* [Instructions for the task]:
Everything from the line that contains "mark a point on the man in orange" through the last line of the listing must be copied exactly, with both of those lines included and no others.

* [Materials provided]:
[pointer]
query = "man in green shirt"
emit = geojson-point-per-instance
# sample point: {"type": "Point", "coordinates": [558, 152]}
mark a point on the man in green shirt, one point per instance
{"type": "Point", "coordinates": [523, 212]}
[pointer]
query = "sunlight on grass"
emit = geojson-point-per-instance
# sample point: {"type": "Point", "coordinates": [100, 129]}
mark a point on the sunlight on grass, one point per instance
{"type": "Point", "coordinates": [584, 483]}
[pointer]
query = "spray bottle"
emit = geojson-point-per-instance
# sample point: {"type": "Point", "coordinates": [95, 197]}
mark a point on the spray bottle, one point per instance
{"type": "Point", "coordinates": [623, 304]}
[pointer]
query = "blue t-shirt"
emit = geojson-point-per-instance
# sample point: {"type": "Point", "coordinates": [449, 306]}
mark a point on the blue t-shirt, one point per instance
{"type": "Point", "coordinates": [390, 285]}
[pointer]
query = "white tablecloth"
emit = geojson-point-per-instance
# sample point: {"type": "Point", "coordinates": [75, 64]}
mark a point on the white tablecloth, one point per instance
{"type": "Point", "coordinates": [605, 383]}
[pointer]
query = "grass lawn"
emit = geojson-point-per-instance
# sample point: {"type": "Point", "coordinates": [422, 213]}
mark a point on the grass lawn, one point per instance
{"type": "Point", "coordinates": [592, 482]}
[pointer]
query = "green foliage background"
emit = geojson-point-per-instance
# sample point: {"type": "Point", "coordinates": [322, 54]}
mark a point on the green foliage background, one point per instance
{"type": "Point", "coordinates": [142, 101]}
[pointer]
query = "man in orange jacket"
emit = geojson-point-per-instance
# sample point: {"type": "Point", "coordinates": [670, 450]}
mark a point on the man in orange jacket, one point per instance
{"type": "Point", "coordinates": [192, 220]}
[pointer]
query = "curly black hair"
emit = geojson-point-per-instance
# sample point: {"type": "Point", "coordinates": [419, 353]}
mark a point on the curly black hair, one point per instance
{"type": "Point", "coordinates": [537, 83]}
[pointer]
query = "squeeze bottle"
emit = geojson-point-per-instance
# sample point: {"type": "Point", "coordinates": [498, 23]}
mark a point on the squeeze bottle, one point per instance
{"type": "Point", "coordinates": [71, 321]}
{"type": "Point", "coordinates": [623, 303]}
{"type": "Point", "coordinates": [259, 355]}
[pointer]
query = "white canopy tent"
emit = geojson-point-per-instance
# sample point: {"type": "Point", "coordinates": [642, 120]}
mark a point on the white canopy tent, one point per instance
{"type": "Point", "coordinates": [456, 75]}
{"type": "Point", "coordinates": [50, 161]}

* [Problem solution]:
mark a point on the man in orange jacket, one point per instance
{"type": "Point", "coordinates": [192, 220]}
[pointer]
query = "curly black hair"
emit = geojson-point-per-instance
# sample point: {"type": "Point", "coordinates": [419, 353]}
mark a point on the curly black hair, one point per instance
{"type": "Point", "coordinates": [537, 83]}
[pointer]
query = "squeeze bottle"
emit = geojson-point-per-instance
# sample point: {"type": "Point", "coordinates": [498, 23]}
mark a point on the squeeze bottle, one point per instance
{"type": "Point", "coordinates": [71, 321]}
{"type": "Point", "coordinates": [623, 303]}
{"type": "Point", "coordinates": [259, 355]}
[pointer]
query = "white canopy tent"
emit = geojson-point-per-instance
# sample point: {"type": "Point", "coordinates": [642, 120]}
mark a point on the white canopy tent, one point per instance
{"type": "Point", "coordinates": [456, 75]}
{"type": "Point", "coordinates": [50, 161]}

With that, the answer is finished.